|Hebden Royd Council Support Residents|
Thursday, December 9, 2004
Two controversial planning applications rejected
It was standing room only at this month's meeting of the Hebden Royd Town Council. The Council chamber was packed to overflowing to hear the the Council's decision on two controversial planning applications, both of which were not approved.
Local historian, Jill Liddington made the case against the plans citing the loss of an important historical building and the effect building new houses would have on the local street scene, unchanged from Edwardian times.
No-one spoke in favor of the demolition and a motion was passed to oppose the application.
A motion was also passed to oppose the application to fell 5 trees subject to a group Tree Preservation Order and prune 5 others on Linden Mill Bank on grounds of "insufficient information" presented to the Councillors.
Architect Philip Bintliffe, co-owner of the land with David Fletcher, (and who together form the 3045 Group) spoke in favor of the work and told the councillors that the work was required as part of the maintenance of the land.
Rose Grove resident Gillie Garret spoke against the application pointing out the fact that the arboriculturist's report commissioned by the landowners (which said the trees were "average") was not enough reason to chop the five trees down.
This point was backed up by Councillor Dave Young who noted that nowhere in the reports on the trees (one from the applicant and one from Calderdale Council) was there any mention of disease in the trees or of them being dangerous. Also there was no mention of any replanting of trees in the application (something required by a TPO) he said.
After some debate by the Councillors they felt that the tree reports did not contain enough information about the condition of the trees for them to approve the felling of the trees.
This application to "fell and prune" the trees on Linden Mill Bank came ahead of the new planning application by the 3045 Group who own the land to build 10 'eco-dwellings' on the site, a plan that is strongly opposed by the local community.
The previous planning application for the land was rejected earlier this year, one of the main reasons being the damage caused to the protected trees on site. It is felt by the local residents that chopping the trees down on the site is an attempt to remove a significant obstacle to getting the permission to develop the land.

- **GIVEN ENTRIES**

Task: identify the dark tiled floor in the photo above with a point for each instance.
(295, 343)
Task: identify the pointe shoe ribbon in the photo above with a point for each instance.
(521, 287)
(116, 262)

- **TASK ITEM A**
Name every person identified by name in the news report about the council meeting.
- **TASK ITEM B**
From the news report about the council meeting, quote everything from "Rose Grove resident" down to "of the trees.".
Rely only on the news report about the council meeting to do what follows.

- **WORKED SOLUTION A**
Jill Liddington, Philip Bintliffe, David Fletcher, Gillie Garret, Dave Young

- **WORKED SOLUTION B**
Rose Grove resident Gillie Garret spoke against the application pointing out the fact that the arboriculturist's report commissioned by the landowners (which said the trees were "average") was not enough reason to chop the five trees down.
This point was backed up by Councillor Dave Young who noted that nowhere in the reports on the trees (one from the applicant and one from Calderdale Council) was there any mention of disease in the trees or of them being dangerous. Also there was no mention of any replanting of trees in the application (something required by a TPO) he said.
After some debate by the Councillors they felt that the tree reports did not contain enough information about the condition of the trees for them to approve the felling of the trees.